- WHAT YOU HAVE TO DO -
Only the text of the records belongs in the answer, copied exactly, with every picture omitted.

- DATASET RECORDS -
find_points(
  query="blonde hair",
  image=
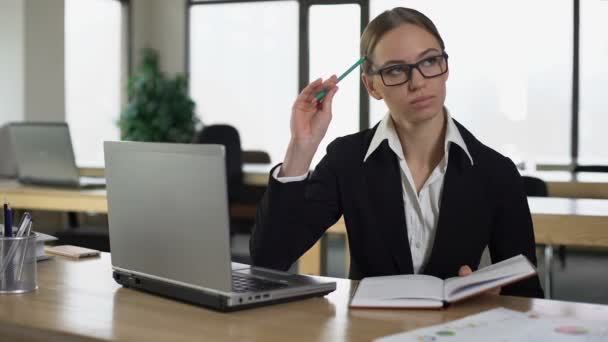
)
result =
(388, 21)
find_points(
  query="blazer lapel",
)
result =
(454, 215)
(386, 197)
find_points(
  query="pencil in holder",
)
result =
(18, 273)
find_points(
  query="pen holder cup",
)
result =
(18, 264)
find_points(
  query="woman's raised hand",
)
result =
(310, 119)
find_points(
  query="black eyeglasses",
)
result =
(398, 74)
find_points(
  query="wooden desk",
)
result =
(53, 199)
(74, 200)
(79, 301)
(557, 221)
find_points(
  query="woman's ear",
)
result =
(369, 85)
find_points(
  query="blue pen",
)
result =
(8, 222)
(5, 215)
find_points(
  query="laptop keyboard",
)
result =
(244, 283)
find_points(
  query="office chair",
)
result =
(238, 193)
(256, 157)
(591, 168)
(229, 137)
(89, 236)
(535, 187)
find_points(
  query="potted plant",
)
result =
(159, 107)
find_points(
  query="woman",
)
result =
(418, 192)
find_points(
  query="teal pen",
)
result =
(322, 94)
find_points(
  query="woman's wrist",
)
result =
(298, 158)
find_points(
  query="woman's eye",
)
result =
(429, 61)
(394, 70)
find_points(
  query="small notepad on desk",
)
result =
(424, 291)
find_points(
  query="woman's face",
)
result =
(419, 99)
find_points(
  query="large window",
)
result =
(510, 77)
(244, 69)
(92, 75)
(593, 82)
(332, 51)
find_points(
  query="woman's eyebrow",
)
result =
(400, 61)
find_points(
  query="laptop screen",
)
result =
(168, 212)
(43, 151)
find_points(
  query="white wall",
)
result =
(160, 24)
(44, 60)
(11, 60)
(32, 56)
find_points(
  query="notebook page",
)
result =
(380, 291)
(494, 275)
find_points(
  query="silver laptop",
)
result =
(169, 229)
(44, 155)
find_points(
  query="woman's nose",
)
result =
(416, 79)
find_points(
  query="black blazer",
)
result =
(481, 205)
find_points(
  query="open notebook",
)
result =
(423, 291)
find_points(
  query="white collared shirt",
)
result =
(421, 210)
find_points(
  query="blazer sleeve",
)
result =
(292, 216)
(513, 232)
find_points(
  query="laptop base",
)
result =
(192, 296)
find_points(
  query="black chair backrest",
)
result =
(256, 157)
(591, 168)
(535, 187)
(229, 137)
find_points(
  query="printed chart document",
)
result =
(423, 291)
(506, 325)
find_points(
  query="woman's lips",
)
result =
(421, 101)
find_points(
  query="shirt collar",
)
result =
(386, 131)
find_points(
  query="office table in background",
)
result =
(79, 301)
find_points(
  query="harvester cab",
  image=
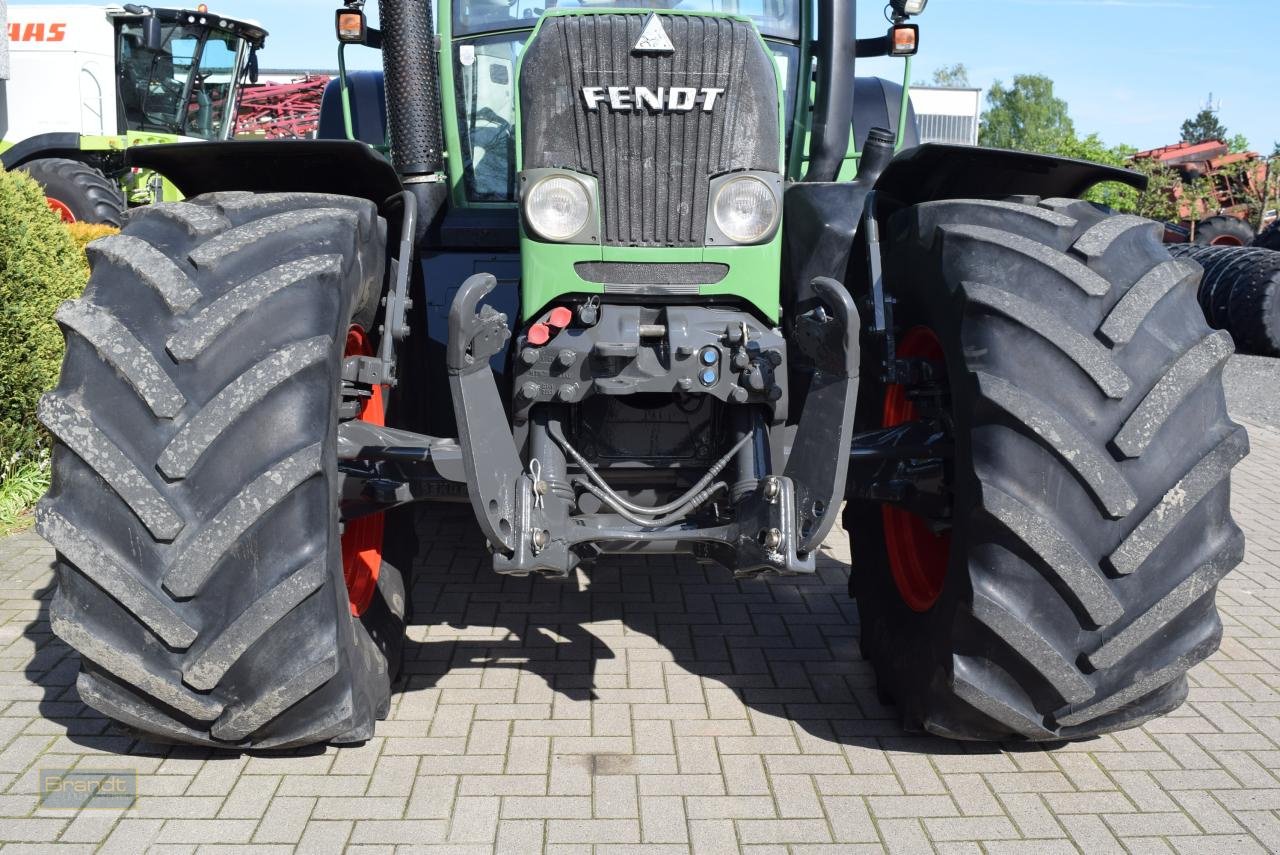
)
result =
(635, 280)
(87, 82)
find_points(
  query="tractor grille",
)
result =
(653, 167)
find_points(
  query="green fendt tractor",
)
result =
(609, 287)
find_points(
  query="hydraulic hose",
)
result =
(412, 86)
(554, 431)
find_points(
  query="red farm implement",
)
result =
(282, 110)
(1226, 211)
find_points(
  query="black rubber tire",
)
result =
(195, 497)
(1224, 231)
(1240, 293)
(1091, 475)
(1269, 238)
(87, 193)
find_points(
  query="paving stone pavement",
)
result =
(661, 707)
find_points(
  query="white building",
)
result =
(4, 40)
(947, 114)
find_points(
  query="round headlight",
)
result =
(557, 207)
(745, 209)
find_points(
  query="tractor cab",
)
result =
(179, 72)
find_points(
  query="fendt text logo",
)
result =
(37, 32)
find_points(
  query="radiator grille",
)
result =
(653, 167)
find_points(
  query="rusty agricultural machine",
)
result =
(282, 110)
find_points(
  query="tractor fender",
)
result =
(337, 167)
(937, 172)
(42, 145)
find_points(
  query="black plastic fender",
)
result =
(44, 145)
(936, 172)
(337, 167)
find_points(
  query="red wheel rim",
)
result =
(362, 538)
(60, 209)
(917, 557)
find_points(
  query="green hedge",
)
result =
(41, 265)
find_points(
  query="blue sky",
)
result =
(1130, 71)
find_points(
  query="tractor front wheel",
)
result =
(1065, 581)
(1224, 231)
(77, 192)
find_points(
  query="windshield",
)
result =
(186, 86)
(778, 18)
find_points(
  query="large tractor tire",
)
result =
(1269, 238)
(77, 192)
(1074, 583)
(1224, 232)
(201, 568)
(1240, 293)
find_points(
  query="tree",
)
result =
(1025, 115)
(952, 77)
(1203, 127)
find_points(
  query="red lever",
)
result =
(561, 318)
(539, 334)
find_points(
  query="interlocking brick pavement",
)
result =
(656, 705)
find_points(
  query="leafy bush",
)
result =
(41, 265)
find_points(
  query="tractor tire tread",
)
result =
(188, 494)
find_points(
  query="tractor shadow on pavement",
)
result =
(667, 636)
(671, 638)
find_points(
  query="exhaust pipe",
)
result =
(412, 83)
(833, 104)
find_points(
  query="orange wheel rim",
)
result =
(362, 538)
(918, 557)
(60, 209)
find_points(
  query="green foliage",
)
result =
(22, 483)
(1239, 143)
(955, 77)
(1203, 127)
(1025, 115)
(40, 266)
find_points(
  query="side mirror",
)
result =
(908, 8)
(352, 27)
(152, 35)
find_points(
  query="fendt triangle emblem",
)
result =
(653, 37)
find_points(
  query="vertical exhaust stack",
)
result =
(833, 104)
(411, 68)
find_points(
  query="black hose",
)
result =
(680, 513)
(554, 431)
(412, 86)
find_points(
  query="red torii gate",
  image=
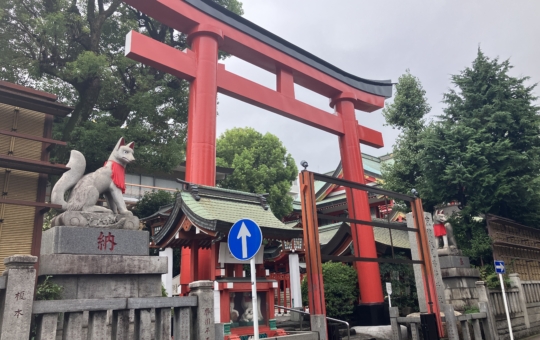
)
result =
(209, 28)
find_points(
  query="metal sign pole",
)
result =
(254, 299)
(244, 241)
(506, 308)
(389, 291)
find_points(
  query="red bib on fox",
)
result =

- RESPONSE TO THE TASK -
find_points(
  query="blonde hair",
  image=
)
result =
(388, 21)
find_points(
  query="blazer lapel",
)
result =
(454, 215)
(386, 197)
find_points(
  query="pencil in holder",
)
result =
(18, 273)
find_points(
  query="pen holder cup",
)
result =
(18, 264)
find_points(
  query="woman's raised hand",
)
result =
(310, 119)
find_points(
  query="black eyeglasses",
)
result =
(398, 74)
find_points(
  query="wooden desk",
)
result =
(53, 199)
(74, 200)
(79, 301)
(557, 221)
find_points(
  query="woman's ear",
)
result =
(369, 85)
find_points(
  query="blue pen",
)
result =
(8, 222)
(5, 215)
find_points(
  query="laptop keyboard",
)
result =
(244, 283)
find_points(
  query="office chair",
)
result =
(238, 193)
(256, 157)
(591, 168)
(229, 137)
(89, 236)
(535, 187)
find_points(
  query="potted plant",
)
result =
(159, 107)
find_points(
  query="woman",
)
result =
(418, 192)
find_points(
  query="teal pen",
)
result =
(322, 94)
find_points(
  query="woman's wrist",
)
result =
(298, 158)
find_points(
  query="woman's eye",
)
result =
(429, 61)
(394, 70)
find_points(
  query="small notepad on desk",
)
result =
(424, 291)
find_points(
  query="woman's face",
)
result =
(419, 99)
find_points(
  query="large window",
)
result =
(510, 77)
(244, 69)
(92, 75)
(593, 82)
(332, 51)
find_points(
  query="woman's eyebrow",
)
result =
(400, 61)
find_points(
  query="laptop screen",
)
result =
(168, 212)
(43, 151)
find_points(
  query="white wall",
)
result =
(160, 24)
(44, 60)
(11, 60)
(32, 56)
find_points(
  query="notebook page",
)
result =
(380, 291)
(494, 275)
find_points(
  query="silver laptop",
)
result =
(169, 229)
(44, 155)
find_points(
  query="woman's nose",
)
result =
(416, 79)
find_points(
  query="black blazer",
)
result =
(481, 205)
find_points(
  query="open notebook",
)
result =
(423, 291)
find_points(
  query="white collared shirt",
)
result =
(421, 210)
find_points(
  query="blazer sleeve",
)
result =
(292, 216)
(513, 232)
find_points(
  query="laptop base",
)
result =
(192, 296)
find_points(
  query="black chair backrest",
)
result =
(256, 157)
(591, 168)
(535, 187)
(229, 137)
find_points(
  query="printed chart document",
)
result =
(423, 291)
(506, 325)
find_points(
  query="woman's lips",
)
result =
(421, 101)
find_points(
  query="shirt collar",
)
result =
(386, 131)
find_points(
  query="office table in background",
)
result =
(79, 301)
find_points(
  query="harvester cab",
  image=
)
result =
(635, 280)
(87, 82)
find_points(
  query="tractor grille",
)
result =
(653, 167)
find_points(
  query="green fendt tractor",
)
result =
(609, 287)
find_points(
  query="hydraulic hose",
)
result =
(412, 86)
(554, 431)
find_points(
  query="red farm implement",
)
result =
(282, 110)
(1226, 211)
find_points(
  query="black rubber tire",
)
result =
(195, 497)
(1224, 231)
(1240, 293)
(1091, 475)
(1269, 238)
(87, 193)
find_points(
  query="paving stone pavement",
)
result =
(661, 707)
find_points(
  query="white building",
)
result =
(4, 40)
(947, 114)
find_points(
  query="round headlight",
)
result =
(557, 207)
(745, 209)
find_points(
  query="tractor cab",
)
result =
(179, 72)
find_points(
  query="fendt text logo",
)
result =
(37, 32)
find_points(
  query="radiator grille",
)
result =
(653, 167)
find_points(
  query="rusty agricultural machine",
)
result =
(282, 110)
find_points(
  query="tractor fender",
)
result =
(337, 167)
(937, 172)
(42, 145)
find_points(
  query="black plastic fender",
)
result =
(44, 145)
(936, 172)
(337, 167)
find_points(
  query="red wheel rim",
)
result =
(362, 538)
(60, 209)
(917, 557)
find_points(
  query="green hedge",
)
result =
(41, 265)
find_points(
  query="blue sky",
)
result =
(1130, 71)
find_points(
  query="tractor front wheel",
)
result =
(1065, 581)
(1224, 231)
(77, 192)
find_points(
  query="windshield",
)
result =
(186, 86)
(778, 18)
find_points(
  query="large tractor tire",
)
result =
(1269, 238)
(77, 192)
(1074, 583)
(1224, 232)
(201, 568)
(1240, 293)
find_points(
  query="tree",
)
result =
(1025, 115)
(952, 77)
(1203, 127)
find_points(
  query="red lever",
)
result =
(561, 318)
(539, 334)
find_points(
  query="interlocking brick pavement",
)
result =
(656, 705)
find_points(
  query="leafy bush",
)
result =
(41, 265)
find_points(
  query="tractor tire tread",
)
result =
(188, 494)
find_points(
  query="tractor shadow on pavement",
)
result =
(667, 636)
(671, 638)
find_points(
  query="exhaust pipe",
)
result =
(412, 83)
(833, 104)
find_points(
  query="orange wheel rim",
)
result =
(362, 538)
(918, 557)
(60, 209)
find_points(
  query="green foliage",
)
result =
(22, 483)
(1239, 143)
(955, 77)
(1203, 127)
(1025, 115)
(40, 266)
find_points(
  query="side mirror",
)
result =
(908, 8)
(352, 27)
(152, 35)
find_points(
  query="fendt triangle emblem",
)
result =
(653, 37)
find_points(
  query="vertical exhaust stack",
)
result =
(833, 104)
(411, 68)
find_points(
  query="black hose",
)
result =
(680, 513)
(554, 431)
(412, 86)
find_points(
  query="red torii gate",
  image=
)
result =
(209, 28)
find_points(
  query="metal sign pole",
)
result =
(254, 299)
(244, 241)
(506, 308)
(389, 291)
find_points(
  query="red bib on fox",
)
result =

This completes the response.